◆ DIRECTIONS FOR THIS TASK
Repeat each entry below exactly.

** AVAILABLE RECORDS follows **

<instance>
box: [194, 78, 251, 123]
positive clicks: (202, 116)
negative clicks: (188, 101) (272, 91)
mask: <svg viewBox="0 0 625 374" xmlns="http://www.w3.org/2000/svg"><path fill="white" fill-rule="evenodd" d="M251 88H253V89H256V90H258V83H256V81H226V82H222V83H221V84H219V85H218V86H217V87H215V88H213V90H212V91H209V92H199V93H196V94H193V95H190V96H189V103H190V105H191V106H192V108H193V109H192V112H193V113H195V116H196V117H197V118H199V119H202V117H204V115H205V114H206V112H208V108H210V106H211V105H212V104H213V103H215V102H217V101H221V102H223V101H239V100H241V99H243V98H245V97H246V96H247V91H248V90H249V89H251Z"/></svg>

** End of AVAILABLE RECORDS **

◆ RESULT OF THIS EXERCISE
<instance>
box: [194, 78, 251, 123]
positive clicks: (202, 116)
negative clicks: (188, 101) (272, 91)
mask: <svg viewBox="0 0 625 374" xmlns="http://www.w3.org/2000/svg"><path fill="white" fill-rule="evenodd" d="M251 88H253V89H256V90H258V83H256V81H226V82H222V83H221V84H219V85H218V86H217V87H215V88H213V90H212V91H209V92H199V93H196V94H193V95H190V96H189V103H190V105H191V106H192V108H193V109H192V112H193V113H195V116H196V117H197V118H199V119H202V117H204V115H205V114H206V112H208V108H210V106H211V105H212V104H213V103H215V102H217V101H221V102H223V101H239V100H241V99H243V98H245V97H246V96H247V91H248V90H249V89H251Z"/></svg>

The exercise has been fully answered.